■ Exercise description ■
Which lines in the data below contain the word "mark"? Find each one and copy it out in full.

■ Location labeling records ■
#####

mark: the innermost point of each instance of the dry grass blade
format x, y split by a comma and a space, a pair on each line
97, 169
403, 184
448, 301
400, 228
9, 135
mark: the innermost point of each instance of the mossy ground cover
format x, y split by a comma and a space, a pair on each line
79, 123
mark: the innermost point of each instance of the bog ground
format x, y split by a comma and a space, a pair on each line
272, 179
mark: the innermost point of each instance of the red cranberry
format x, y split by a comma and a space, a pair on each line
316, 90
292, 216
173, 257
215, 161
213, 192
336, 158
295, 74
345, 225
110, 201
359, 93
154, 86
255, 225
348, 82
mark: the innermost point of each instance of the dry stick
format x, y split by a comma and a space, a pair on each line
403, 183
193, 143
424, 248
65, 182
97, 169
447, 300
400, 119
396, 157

#####

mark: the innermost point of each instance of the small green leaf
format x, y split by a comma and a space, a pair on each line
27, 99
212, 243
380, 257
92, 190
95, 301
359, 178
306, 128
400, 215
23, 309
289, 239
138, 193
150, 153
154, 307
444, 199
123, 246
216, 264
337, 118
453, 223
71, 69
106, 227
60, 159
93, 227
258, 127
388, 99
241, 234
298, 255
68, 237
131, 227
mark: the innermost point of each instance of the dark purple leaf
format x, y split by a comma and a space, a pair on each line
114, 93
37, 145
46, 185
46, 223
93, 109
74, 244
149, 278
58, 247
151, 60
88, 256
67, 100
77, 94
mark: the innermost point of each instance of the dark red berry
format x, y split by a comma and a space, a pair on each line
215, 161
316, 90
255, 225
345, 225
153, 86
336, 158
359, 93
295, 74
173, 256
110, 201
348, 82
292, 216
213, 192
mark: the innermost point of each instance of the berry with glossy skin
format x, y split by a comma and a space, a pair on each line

#####

■ Solution to the problem ■
mark: the innermost point of each instance of the dry grass blade
mark: the innermost point of each instance of the mossy ground cover
mark: the innermost point of each instance of the bog ground
mark: the innermost point of each instance of the red cranberry
mark: the innermost point of each instance of the dry stick
mark: the innermost point of each instance of the small green leaf
mark: the innermost point of each instance of the dark purple leaf
mark: the innermost point of each instance of the dark red berry
mark: the innermost point of each instance of the berry with glossy skin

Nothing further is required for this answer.